But in the second example, where the minimum size is specified, the length does not match it anyway. And this is happening because the creation of a new BufferSegment occurs using pools. One of the options in PipeOptions is the memory pool. After that, the specified pool will be used to create a new segment. If you did not specify memory pool, the default ArrayPool will be used, which, as you know, has several buckets for different sizes of arrays (each next one is 2 times larger than the previous one) and when it is requested for a certain size, it searches for a bucket with arrays of suitable size (i.e., the nearest larger or equal). Accordingly, the new buffer will almost certainly be larger than you requested. The minimum array size in the default ArrayPool (System.Buffers.TlsOverPerCoreLockedStacksArrayPool) is 16. But do not worry, this is a pool of arrays. Accordingly, in the vast majority of cases, the array does not exert pressure on the garbage collector and will be reused later.

#2.5 Span<byte> GetSpan(int sizeHint)

It works similarly, giving Span from Memory.

Thus GetMemory() or GetSpan() are the main methods for writing. They give us an object that we can write to. To do this, we do not need to allocate memory for new arrays of values, we can write directly into the pipe. Which one to use will mainly depend on the API you are using and the method asynchrony. However, in view of the above, a question arises. How will the reader know how much we wrote? If we always used a specific implementation of the pool, which gives an array of exactly the same size as requested, then the reader could read the entire buffer at once. However, as we have already said, we are allocated a buffer with a high probability of a larger size. This leads to the following method required for operation.

#3 void Advance(int bytes)

A terribly simple method. It takes the number of bytes written as an argument. They increment the internal counters — _unflushedBytes and _writingHeadBytesBuffered, whose names speak for themselves. It also truncates (slices) _writingHeadMemory exactly to the number of bytes written (using the Slice method). Therefore, after calling this method, you need to request a new memory block in the form of Memory or Span, you cannot write to the previous one. And the whole body of the method is a critical section and runs under a lock.
◆ ◆ ◆ ◆ ◆ ◆ ◆
**DIRECTIONS**
1. Please transcribe the passage on pipe buffers, starting at "It works similarly, giving" and ending at "void Advance(int bytes)".
2. In the passage on pipe buffers, what is the minimum array size in the default ArrayPool?
3. Take the passage on pipe buffers further from its last sentence.
These items come from a different source than the passage on pipe buffers.

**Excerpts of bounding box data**
◆ ◆ ◆ ◆ ◆ ◆ ◆
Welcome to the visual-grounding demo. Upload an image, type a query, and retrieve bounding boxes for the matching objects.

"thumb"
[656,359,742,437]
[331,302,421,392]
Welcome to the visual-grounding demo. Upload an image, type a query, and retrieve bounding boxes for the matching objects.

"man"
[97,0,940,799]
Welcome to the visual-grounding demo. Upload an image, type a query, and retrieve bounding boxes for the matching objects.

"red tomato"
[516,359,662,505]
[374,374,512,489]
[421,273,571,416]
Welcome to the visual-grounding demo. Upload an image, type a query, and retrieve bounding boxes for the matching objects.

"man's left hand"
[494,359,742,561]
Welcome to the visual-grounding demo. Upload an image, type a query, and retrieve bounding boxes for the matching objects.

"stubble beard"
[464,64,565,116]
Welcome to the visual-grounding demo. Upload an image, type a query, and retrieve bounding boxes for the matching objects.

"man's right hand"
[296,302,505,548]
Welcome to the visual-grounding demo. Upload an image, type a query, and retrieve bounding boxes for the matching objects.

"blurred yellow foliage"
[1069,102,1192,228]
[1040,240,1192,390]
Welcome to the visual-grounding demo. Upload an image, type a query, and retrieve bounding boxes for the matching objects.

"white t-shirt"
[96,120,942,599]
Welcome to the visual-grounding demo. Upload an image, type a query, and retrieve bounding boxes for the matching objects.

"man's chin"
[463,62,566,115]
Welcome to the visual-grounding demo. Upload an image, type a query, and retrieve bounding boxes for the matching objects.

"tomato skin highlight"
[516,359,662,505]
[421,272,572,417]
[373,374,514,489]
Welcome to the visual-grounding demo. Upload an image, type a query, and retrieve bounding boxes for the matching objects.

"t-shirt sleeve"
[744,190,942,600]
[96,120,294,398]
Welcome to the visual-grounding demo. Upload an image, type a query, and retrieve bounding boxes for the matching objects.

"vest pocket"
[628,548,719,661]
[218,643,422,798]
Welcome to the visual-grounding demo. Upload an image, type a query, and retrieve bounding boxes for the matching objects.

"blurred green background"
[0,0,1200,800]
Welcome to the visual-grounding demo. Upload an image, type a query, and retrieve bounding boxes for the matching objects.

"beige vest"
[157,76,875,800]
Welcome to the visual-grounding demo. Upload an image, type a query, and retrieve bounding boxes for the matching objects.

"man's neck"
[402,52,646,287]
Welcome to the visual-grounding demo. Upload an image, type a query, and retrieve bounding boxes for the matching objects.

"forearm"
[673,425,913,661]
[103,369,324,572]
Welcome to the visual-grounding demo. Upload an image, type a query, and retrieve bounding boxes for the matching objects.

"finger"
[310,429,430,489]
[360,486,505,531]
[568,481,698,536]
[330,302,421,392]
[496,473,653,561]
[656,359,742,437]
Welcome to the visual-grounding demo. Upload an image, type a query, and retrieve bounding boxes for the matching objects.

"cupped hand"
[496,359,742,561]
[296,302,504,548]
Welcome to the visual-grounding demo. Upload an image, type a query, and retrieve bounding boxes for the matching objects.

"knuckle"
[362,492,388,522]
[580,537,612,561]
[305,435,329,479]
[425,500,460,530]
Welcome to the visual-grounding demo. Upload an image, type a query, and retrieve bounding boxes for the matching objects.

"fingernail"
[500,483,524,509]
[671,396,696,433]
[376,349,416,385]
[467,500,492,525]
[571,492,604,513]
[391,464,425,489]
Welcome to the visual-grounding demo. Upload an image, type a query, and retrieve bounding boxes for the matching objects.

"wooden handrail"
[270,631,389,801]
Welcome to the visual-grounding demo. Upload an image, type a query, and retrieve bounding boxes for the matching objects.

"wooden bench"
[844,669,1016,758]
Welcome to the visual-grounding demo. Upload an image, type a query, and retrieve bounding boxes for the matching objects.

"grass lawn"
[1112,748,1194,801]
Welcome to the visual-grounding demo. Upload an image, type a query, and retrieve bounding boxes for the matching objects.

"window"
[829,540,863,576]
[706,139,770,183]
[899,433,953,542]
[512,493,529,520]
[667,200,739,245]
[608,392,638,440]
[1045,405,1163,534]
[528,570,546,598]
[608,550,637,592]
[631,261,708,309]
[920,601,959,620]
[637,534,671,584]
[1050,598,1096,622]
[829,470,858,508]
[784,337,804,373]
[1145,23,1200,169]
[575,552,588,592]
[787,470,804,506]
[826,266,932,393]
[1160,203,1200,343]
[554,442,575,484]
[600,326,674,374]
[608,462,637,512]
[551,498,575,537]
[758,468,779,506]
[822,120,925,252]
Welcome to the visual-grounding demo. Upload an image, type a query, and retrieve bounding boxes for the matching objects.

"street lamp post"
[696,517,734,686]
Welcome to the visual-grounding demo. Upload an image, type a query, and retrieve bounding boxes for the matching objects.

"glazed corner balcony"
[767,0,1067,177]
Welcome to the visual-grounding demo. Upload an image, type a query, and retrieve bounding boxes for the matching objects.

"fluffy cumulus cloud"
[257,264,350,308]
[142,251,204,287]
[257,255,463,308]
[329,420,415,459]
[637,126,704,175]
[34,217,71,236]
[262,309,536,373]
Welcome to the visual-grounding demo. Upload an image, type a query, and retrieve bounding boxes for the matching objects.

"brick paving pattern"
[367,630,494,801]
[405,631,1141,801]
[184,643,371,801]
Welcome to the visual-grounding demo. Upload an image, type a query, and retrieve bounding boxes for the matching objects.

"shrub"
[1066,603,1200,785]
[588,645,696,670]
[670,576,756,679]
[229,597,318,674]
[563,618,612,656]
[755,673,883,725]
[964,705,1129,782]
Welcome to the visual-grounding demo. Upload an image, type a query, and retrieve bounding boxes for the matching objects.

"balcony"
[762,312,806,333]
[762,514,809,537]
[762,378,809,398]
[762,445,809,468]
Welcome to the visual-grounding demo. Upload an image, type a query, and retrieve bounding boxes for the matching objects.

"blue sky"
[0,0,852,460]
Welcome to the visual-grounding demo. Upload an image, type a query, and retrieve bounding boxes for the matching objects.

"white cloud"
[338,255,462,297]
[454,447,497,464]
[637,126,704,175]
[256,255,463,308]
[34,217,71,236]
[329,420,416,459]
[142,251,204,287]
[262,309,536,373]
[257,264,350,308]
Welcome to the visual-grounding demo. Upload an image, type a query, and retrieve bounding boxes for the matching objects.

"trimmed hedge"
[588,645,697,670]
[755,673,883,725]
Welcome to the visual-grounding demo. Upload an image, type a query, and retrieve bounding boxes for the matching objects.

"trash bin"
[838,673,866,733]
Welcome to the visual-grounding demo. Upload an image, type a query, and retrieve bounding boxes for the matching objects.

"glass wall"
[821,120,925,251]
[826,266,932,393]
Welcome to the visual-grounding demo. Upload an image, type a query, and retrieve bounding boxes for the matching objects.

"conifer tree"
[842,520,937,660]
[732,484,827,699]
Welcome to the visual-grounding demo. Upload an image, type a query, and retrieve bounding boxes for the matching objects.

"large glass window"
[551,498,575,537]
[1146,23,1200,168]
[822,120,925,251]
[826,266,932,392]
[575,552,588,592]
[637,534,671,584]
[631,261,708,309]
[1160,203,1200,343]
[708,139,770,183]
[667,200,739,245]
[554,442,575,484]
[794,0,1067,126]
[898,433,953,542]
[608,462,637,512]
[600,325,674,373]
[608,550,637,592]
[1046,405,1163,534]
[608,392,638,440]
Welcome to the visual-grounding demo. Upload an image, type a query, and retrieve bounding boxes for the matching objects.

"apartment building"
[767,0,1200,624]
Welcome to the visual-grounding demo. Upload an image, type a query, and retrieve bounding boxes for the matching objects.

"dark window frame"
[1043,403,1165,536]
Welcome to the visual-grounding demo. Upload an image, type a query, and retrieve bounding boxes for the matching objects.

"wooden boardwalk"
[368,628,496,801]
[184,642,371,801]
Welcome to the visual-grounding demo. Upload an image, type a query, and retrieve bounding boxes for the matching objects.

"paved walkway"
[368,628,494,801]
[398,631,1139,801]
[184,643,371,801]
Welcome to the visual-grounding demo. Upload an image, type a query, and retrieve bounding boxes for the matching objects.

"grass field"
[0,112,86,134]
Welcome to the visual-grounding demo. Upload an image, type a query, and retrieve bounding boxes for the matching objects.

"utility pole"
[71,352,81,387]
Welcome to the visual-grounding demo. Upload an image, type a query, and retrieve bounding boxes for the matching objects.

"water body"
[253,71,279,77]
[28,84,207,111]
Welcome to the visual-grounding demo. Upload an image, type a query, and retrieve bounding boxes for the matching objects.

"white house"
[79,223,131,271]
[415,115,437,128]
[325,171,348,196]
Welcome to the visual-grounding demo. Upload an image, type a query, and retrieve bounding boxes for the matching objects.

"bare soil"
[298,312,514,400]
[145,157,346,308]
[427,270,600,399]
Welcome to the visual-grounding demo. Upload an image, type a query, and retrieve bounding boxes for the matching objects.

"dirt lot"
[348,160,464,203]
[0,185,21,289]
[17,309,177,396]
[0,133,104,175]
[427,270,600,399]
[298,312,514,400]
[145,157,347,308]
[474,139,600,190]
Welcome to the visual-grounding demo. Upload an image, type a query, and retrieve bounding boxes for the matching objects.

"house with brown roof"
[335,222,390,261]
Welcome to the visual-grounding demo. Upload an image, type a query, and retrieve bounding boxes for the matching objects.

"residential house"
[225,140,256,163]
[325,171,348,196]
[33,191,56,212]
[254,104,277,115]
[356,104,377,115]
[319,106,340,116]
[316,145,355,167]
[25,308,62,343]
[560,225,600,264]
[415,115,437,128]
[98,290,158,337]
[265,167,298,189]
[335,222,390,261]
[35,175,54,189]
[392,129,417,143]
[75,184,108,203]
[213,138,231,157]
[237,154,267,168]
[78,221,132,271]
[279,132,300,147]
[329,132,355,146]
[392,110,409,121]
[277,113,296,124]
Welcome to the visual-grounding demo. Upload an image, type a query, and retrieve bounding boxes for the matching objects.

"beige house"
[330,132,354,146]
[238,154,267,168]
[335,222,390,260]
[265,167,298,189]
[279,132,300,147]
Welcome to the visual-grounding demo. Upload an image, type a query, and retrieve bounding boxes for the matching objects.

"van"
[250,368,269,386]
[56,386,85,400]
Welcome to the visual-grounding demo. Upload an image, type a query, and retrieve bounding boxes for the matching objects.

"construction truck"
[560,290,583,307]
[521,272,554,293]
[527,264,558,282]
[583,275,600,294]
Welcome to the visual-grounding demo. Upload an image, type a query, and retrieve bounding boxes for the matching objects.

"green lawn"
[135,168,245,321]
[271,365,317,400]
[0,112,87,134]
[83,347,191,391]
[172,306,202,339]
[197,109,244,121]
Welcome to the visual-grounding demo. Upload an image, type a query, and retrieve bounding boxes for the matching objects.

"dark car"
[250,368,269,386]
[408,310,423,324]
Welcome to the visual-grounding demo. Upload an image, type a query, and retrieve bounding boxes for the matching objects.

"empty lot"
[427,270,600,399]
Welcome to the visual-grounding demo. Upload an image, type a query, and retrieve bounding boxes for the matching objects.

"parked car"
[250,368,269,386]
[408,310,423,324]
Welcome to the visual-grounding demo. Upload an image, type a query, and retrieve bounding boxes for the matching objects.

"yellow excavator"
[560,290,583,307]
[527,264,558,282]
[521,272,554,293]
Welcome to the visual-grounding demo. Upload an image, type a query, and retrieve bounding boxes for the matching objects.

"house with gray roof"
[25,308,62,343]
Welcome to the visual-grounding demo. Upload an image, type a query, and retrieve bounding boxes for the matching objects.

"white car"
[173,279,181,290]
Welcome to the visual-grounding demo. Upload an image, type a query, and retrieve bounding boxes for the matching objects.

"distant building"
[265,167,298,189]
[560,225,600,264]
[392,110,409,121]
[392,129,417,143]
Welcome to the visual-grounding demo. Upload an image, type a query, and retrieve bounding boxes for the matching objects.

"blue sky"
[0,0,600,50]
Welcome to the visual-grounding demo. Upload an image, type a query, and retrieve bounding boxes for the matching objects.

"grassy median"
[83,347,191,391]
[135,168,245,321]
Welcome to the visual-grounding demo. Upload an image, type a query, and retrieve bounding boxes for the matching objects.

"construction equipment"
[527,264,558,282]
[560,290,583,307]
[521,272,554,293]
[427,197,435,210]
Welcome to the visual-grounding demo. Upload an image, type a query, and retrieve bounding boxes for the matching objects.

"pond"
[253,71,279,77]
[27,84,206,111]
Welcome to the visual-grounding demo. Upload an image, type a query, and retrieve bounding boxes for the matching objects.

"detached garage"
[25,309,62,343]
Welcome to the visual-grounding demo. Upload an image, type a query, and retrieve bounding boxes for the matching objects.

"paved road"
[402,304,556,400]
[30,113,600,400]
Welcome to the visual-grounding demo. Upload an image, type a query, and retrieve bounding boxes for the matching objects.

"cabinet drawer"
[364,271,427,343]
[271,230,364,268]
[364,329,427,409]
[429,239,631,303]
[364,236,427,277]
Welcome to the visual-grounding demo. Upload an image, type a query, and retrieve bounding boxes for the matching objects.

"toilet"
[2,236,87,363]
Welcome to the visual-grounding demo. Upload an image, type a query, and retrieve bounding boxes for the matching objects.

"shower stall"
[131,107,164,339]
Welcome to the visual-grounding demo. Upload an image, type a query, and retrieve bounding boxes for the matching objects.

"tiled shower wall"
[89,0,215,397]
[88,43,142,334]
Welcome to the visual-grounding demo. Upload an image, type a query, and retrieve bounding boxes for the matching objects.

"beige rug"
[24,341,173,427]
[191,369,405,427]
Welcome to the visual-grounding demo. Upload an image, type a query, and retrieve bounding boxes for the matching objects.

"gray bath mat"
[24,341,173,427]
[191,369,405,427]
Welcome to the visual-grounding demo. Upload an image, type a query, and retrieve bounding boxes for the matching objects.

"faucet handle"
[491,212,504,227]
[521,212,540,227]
◆ ◆ ◆ ◆ ◆ ◆ ◆
**REPLIES**
1.
It works similarly, giving Span from Memory.

Thus GetMemory() or GetSpan() are the main methods for writing. They give us an object that we can write to. To do this, we do not need to allocate memory for new arrays of values, we can write directly into the pipe. Which one to use will mainly depend on the API you are using and the method asynchrony. However, in view of the above, a question arises. How will the reader know how much we wrote? If we always used a specific implementation of the pool, which gives an array of exactly the same size as requested, then the reader could read the entire buffer at once. However, as we have already said, we are allocated a buffer with a high probability of a larger size. This leads to the following method required for operation.

#3 void Advance(int bytes)

2. 16

3.
It seems that after this the reader can receive data. But one more step is needed.

#4 ValueTask<FlushResult> FlushAsync(CancellationToken cancellationToken)

The method is called after we write the necessary data to the received Memory (GetMemory) and indicate how much we wrote there (Advance). The method returns ValueTask, however it is not asynchronous (unlike its descendant StreamPipeWriter). ValueTask is a special type (readonly struct) used in the case when most calls will not be asynchronous, that is all the necessary data will be available at the time of its call and the method will end synchronously. Inside itself it contains either data or Task (in case it didn’t work out synchronously). It depends on _writerAwaitable.IsCompleted property. If we look for what changes the state of this _writerAwaitable, we will see that this happens if the amount of not consumed data (this is not exactly the same as not examined data will be explained later) exceeds a certain threshold (_pauseWriterThreshold). The default value is 16 segment sizes. If desired, the value can be changed in PipeOptions. Also, this method starts the continuation of the ReadAsync method, if one was blocked.

Returns a FlushResult containing 2 properties — IsCanceled and IsCompleted. IsCanceled indicates whether Flush has been canceled (CancelPendingFlush() call). IsCompleted indicates whether the PipeReader has completed (by calling the Complete() or CompleteAsync() methods).
The main part of the method is performed under the lock.

Other methods of PipeWriter are not interesting from the implementation point of view and are used much less often, therefore only a brief description will be given.

#5 void Complete(Exception exception = null) or ValueTask CompleteAsync(Exception exception = null)

Marks pipe closed for writing. An exception will be thrown when attempting to use the write methods after completion. If PipeReader has already been completed, the entire Pipe instance is also completed. Most of the work is done under the lock.

#6 void CancelPendingFlush()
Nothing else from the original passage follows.